Find each line below that contains the word "grass" and copy it out in full.
========
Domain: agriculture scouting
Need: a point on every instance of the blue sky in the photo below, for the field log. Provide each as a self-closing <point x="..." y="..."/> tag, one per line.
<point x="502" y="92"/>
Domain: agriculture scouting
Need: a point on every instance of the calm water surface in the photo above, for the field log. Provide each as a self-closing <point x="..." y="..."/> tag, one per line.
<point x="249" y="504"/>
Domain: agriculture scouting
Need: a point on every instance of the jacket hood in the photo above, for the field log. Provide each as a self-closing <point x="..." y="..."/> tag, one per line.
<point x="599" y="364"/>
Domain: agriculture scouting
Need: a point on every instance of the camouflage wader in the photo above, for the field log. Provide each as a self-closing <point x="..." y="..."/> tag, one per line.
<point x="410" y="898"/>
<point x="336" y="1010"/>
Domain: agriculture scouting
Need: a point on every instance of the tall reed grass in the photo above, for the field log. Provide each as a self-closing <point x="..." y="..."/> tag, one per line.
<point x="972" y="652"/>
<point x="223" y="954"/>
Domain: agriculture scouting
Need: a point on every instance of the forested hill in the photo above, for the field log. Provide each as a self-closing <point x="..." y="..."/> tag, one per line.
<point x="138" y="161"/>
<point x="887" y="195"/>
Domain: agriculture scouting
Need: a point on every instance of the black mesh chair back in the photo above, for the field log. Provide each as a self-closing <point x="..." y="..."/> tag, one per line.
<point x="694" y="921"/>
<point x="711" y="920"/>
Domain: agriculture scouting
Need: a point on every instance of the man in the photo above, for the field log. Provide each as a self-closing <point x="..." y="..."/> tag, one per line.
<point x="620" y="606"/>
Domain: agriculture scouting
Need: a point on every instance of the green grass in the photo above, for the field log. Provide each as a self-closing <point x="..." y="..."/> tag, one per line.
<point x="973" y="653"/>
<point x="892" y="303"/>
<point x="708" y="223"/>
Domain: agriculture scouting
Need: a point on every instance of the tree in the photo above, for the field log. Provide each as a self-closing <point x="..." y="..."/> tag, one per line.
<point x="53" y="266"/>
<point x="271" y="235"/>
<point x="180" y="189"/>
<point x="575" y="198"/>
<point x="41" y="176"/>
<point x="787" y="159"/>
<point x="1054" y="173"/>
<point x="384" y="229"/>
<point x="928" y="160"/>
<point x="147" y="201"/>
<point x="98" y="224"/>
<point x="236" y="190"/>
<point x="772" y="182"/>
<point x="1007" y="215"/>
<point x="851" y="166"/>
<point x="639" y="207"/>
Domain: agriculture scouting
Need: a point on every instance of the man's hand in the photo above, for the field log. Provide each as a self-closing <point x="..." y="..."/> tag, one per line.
========
→ RESPONSE BELOW
Need: a point on every instance of the tall reed grass in the photo above, for the field log. Provide each as a self-closing <point x="..." y="..."/> tag, one per line.
Need: a point on every instance of the green grass in the photo above, for the field log. Provide each as a self-closing <point x="..." y="..."/> tag, one per line.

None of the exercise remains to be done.